Goal ▸ Repeat word for word the line with "tree, one point per instance." and every line after it until the records below run out.

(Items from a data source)
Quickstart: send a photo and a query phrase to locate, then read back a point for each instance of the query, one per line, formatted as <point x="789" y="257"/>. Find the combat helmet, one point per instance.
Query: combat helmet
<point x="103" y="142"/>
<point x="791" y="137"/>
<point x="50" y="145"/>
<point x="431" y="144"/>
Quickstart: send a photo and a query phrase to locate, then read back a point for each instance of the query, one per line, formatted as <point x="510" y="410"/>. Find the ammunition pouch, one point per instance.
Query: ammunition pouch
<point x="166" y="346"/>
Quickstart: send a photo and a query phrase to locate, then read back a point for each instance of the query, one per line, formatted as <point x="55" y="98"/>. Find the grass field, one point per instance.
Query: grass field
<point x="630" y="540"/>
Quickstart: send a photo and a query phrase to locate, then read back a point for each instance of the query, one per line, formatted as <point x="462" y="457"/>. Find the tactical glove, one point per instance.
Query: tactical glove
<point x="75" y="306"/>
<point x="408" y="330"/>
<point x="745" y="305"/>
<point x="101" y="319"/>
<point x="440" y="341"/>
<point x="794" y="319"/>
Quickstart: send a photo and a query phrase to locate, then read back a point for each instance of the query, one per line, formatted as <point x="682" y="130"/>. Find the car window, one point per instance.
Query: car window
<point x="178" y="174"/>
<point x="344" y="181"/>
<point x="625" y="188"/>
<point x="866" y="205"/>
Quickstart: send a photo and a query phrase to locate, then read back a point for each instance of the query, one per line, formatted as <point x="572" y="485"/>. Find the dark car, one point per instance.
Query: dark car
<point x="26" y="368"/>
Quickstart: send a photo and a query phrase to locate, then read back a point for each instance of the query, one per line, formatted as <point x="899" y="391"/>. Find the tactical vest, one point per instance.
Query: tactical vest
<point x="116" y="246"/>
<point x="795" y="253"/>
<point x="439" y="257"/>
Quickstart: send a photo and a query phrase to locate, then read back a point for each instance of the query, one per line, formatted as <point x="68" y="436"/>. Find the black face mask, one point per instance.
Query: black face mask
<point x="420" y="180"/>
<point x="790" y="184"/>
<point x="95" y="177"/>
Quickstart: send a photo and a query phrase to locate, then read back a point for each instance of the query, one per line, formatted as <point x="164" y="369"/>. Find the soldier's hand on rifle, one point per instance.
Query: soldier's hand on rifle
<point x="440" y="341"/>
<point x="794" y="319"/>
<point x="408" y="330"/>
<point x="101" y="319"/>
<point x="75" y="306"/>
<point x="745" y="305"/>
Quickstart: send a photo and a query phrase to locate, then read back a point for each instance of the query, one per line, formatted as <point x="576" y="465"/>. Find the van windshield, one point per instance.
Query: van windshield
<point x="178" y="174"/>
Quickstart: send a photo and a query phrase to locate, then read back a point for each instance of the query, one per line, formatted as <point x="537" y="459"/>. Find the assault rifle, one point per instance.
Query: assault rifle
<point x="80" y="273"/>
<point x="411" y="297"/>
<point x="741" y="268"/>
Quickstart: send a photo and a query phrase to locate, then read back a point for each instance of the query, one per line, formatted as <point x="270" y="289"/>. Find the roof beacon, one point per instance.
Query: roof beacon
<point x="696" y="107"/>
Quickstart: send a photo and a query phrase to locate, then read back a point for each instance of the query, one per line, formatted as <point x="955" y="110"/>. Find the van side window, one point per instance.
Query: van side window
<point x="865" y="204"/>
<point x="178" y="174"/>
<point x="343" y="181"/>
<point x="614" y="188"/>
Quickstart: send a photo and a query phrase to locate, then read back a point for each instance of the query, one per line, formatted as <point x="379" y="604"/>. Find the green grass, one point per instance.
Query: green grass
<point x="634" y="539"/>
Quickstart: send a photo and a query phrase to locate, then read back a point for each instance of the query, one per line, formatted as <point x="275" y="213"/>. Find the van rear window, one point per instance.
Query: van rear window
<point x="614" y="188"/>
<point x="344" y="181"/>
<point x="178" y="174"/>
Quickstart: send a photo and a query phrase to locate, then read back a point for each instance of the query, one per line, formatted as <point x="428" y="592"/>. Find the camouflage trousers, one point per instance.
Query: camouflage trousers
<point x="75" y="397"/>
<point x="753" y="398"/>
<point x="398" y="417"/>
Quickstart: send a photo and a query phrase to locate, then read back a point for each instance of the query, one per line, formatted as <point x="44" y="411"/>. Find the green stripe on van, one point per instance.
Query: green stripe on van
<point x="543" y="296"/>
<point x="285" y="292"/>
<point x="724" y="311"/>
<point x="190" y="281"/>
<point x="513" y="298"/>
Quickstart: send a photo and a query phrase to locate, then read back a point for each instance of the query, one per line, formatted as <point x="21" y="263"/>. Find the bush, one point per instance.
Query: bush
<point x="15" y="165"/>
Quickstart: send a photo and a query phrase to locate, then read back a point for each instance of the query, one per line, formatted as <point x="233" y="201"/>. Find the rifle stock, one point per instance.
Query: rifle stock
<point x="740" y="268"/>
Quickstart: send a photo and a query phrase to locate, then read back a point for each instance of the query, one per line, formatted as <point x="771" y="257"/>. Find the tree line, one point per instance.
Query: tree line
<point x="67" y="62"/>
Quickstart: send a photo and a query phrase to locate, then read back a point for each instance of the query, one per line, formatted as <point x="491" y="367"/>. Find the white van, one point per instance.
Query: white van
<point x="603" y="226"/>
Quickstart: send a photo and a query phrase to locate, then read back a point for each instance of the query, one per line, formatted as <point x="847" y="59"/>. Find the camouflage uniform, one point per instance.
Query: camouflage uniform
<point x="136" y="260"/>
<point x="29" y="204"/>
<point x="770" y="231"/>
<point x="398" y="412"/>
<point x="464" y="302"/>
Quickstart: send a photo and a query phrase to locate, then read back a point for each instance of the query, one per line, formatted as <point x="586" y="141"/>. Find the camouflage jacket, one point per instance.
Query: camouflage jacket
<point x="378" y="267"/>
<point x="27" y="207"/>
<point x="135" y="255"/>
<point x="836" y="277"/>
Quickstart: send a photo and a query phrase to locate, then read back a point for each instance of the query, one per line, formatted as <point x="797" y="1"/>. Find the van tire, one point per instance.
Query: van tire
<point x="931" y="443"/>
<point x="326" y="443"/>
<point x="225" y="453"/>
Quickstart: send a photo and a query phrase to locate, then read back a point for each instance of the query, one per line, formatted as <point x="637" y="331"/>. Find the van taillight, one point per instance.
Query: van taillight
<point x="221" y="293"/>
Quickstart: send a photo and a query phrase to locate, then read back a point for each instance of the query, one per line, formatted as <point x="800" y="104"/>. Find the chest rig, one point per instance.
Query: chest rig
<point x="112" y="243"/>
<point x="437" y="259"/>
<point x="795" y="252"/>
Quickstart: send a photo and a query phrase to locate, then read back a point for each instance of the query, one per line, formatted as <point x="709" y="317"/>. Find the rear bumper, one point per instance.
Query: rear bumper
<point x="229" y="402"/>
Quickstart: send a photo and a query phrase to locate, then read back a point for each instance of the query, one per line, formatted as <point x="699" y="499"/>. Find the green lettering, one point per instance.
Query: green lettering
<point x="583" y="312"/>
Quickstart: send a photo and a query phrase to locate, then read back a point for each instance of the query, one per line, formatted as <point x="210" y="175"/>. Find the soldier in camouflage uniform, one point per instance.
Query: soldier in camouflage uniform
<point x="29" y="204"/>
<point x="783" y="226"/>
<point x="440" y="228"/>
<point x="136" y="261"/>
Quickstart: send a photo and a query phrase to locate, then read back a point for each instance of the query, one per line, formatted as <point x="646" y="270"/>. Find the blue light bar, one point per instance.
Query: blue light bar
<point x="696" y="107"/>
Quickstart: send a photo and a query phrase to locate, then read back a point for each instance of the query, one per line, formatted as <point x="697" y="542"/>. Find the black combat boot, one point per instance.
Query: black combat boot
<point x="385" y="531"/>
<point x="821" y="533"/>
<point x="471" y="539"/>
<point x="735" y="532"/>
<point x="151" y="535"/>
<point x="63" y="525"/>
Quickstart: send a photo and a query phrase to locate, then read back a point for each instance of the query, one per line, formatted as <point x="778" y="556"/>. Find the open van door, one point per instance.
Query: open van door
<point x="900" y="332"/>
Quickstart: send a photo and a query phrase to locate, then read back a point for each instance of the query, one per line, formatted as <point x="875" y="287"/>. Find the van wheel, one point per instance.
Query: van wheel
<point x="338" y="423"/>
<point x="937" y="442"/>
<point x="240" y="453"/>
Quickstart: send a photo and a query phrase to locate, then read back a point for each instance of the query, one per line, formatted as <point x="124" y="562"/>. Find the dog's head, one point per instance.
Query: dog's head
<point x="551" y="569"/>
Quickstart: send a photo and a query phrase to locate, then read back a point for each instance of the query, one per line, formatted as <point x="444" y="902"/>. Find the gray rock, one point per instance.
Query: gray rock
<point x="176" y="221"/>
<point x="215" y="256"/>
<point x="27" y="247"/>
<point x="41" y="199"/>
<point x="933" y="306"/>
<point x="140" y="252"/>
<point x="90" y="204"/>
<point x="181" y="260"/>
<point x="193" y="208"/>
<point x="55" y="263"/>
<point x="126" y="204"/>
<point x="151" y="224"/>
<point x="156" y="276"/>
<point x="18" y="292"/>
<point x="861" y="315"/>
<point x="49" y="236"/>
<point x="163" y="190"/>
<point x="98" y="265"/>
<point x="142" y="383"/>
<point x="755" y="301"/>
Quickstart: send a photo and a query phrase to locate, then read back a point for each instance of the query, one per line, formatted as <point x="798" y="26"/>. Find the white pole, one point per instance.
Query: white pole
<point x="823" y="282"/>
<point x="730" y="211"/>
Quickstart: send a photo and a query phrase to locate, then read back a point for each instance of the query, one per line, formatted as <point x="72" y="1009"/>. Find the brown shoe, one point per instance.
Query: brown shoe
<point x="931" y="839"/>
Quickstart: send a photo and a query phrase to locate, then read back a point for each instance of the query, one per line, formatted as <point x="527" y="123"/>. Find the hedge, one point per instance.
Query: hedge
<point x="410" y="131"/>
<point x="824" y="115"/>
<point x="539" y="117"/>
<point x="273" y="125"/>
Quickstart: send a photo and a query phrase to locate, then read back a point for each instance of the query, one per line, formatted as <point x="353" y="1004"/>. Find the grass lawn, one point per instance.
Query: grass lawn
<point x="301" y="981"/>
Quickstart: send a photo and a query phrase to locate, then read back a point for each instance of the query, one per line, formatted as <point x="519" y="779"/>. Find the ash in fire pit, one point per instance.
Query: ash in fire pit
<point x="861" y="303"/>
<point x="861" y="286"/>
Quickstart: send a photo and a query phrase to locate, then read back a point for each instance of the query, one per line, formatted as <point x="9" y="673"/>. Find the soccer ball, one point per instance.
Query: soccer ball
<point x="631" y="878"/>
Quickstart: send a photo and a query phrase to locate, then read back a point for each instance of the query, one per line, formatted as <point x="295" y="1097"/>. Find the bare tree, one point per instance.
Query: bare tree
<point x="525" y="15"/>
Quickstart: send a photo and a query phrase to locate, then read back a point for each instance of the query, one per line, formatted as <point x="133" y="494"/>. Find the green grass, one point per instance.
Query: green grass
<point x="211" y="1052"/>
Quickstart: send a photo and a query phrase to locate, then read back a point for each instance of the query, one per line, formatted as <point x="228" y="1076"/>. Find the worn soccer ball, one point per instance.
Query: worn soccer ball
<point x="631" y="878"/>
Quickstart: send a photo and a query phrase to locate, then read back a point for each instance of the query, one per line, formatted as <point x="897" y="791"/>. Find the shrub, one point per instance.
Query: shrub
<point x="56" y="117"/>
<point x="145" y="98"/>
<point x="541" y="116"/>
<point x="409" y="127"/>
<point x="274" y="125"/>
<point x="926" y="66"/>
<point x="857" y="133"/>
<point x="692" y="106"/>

Exercise output ▸
Quickstart: send a photo and a query phrase to locate, then read back a point for each instance of the query, one per line, formatted as <point x="295" y="1097"/>. Find the bare tree, one point per instance.
Query: bare tree
<point x="525" y="15"/>
Quickstart: send a photo and a query phrase to locate, then read back a point for each instance of the query, one per line, formatted as <point x="133" y="494"/>. Find the green grass, one point per instance.
Query: green grass
<point x="211" y="1052"/>
Quickstart: send a photo and a query phrase to locate, then read back a point for each instance of the query, one per line, formatted as <point x="228" y="1076"/>. Find the worn soccer ball, one point per instance.
Query: worn soccer ball
<point x="631" y="878"/>
Quickstart: send a photo and a query phrase to locate, then read back a point for each instance of the query, one per line, formatted as <point x="897" y="791"/>. Find the shrub, one point per instance.
Query: shrub
<point x="56" y="117"/>
<point x="145" y="98"/>
<point x="541" y="116"/>
<point x="409" y="127"/>
<point x="274" y="125"/>
<point x="926" y="66"/>
<point x="857" y="133"/>
<point x="692" y="106"/>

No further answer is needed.